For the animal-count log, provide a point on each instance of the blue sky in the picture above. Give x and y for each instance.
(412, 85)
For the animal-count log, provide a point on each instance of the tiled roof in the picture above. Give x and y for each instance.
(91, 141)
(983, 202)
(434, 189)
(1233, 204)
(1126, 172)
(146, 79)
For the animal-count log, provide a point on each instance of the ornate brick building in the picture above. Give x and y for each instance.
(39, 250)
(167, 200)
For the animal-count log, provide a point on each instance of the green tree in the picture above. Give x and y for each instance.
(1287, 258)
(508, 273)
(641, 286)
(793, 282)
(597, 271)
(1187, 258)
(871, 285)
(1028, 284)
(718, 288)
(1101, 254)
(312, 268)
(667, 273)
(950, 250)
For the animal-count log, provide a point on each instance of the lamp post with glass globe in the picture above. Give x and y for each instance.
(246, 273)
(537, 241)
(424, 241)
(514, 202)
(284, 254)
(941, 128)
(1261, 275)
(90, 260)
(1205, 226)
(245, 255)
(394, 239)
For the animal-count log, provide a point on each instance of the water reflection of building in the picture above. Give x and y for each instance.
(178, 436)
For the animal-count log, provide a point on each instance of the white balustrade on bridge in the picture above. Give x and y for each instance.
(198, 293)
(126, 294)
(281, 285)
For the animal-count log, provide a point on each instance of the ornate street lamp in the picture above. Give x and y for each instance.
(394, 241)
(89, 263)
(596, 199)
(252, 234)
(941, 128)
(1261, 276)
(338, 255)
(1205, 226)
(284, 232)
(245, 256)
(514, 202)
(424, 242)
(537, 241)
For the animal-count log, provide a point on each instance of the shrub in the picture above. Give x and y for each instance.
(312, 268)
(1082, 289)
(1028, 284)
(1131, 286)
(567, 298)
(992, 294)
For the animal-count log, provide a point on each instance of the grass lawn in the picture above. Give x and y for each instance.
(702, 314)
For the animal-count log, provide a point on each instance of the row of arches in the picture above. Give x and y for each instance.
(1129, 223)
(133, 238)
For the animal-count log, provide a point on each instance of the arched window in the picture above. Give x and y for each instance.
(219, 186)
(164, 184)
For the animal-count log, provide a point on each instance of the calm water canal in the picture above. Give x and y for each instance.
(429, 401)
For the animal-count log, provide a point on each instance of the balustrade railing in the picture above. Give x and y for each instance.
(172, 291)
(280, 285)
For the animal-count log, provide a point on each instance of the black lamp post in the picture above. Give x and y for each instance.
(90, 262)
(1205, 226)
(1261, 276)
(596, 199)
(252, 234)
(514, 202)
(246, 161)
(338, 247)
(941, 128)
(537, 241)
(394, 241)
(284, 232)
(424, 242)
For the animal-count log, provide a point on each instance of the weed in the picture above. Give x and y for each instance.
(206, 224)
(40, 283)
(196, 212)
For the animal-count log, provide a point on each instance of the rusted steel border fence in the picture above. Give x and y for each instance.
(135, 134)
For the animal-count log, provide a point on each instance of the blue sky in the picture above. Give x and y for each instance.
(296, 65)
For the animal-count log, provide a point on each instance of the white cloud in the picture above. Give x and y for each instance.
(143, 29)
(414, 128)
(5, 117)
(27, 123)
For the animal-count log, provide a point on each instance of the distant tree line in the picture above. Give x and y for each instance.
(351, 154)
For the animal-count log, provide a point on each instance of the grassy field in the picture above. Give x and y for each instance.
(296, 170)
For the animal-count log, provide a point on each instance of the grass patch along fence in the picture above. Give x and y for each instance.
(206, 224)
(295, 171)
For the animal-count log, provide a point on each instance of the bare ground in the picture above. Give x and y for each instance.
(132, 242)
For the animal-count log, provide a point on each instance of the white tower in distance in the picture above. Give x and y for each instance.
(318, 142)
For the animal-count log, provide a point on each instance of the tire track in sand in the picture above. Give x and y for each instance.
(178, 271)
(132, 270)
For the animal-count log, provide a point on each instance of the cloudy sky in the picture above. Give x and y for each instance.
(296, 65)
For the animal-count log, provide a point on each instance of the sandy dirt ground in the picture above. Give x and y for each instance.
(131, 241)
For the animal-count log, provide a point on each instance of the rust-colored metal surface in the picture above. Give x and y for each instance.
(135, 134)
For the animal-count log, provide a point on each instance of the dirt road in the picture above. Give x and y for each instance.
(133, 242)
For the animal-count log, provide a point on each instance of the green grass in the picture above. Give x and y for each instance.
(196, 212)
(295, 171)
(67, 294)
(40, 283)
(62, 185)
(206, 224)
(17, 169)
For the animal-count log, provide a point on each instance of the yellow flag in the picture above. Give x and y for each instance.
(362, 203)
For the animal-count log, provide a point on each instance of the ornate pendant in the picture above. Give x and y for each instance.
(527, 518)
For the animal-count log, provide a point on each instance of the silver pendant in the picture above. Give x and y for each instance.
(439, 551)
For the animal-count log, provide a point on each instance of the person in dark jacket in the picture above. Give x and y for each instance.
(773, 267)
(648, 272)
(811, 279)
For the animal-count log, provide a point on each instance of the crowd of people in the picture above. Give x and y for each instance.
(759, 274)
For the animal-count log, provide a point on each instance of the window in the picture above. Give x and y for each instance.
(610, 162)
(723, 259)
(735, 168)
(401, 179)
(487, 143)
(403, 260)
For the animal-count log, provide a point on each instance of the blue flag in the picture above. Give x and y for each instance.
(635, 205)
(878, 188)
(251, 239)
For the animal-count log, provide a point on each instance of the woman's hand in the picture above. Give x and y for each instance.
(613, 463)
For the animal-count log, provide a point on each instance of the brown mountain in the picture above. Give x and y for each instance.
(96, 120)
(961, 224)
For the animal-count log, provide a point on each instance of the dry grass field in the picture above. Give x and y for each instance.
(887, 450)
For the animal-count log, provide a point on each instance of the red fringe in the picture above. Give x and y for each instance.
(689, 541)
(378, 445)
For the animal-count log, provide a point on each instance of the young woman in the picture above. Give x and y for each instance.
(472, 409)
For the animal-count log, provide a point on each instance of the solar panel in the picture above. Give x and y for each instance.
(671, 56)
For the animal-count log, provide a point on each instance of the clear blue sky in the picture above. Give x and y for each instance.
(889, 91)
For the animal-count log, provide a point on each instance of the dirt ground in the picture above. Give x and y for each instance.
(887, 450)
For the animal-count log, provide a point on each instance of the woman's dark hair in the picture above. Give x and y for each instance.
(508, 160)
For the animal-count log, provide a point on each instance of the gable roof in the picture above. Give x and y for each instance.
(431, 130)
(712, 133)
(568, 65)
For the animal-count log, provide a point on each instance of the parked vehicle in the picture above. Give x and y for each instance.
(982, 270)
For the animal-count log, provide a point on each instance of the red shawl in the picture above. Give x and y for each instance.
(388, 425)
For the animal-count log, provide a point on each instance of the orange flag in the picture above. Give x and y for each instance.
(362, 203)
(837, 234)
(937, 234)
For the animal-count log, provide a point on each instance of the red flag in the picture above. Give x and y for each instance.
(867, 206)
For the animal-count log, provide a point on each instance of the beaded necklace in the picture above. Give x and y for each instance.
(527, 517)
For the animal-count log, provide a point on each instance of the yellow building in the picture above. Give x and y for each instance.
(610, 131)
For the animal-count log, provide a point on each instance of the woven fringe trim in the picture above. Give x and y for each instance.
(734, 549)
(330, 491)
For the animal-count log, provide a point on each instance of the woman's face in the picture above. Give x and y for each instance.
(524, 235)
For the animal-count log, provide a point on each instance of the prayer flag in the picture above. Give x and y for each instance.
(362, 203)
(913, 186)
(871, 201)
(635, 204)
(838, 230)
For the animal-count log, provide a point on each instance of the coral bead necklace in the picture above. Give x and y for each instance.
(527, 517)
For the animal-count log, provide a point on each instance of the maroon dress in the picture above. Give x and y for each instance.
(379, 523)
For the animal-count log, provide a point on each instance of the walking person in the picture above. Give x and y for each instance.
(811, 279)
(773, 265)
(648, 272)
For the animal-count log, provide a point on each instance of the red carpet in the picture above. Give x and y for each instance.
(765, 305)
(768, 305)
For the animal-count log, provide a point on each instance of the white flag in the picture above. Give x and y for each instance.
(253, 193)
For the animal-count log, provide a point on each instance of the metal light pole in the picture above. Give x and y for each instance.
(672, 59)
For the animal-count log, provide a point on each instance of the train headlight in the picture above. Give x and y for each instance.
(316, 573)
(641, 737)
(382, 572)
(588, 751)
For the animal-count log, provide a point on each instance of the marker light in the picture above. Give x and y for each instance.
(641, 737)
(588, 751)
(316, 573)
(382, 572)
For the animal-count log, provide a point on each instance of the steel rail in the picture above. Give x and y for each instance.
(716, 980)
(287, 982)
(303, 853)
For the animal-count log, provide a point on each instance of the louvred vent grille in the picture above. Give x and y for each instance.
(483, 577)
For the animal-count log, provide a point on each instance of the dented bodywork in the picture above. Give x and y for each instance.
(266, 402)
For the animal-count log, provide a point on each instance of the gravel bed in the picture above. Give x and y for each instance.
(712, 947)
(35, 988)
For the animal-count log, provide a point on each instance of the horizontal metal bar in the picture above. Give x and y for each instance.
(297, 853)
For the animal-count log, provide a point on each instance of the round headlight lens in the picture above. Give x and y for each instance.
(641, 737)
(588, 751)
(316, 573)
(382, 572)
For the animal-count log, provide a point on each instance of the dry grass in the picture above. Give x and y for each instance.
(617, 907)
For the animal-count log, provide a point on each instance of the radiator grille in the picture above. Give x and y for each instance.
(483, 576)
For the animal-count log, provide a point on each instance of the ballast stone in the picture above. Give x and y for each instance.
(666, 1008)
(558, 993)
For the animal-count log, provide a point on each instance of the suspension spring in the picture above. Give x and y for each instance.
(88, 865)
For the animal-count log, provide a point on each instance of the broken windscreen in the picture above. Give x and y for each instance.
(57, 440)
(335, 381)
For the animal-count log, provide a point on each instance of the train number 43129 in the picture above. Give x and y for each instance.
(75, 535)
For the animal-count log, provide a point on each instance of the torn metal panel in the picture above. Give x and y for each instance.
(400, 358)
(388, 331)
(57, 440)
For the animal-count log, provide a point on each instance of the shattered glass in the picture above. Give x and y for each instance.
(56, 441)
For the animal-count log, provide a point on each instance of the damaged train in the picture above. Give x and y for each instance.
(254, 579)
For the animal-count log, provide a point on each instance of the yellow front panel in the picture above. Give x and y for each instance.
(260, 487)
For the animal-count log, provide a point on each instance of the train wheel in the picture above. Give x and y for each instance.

> _WHAT IS BEING ASKED_: Only the lines from the one with "of the shattered" through the end of the material are wanted; copy them exactly, both ends included.

> _RESULT OF THE TASK_:
For the animal-count log, provide a point on each instance of the shattered glass in the picture above. Give x and y for each instance.
(56, 441)
For the animal-count log, provide a point on each instance of the damaged train in the picture above. Give x and y for each instance.
(254, 579)
For the animal-count log, provide a point on each instance of the yellow front panel in the picture above. Give x and y for each instance.
(260, 487)
For the animal-count log, provide a point on each instance of the train wheel in the picture above. Give x and y for each instance.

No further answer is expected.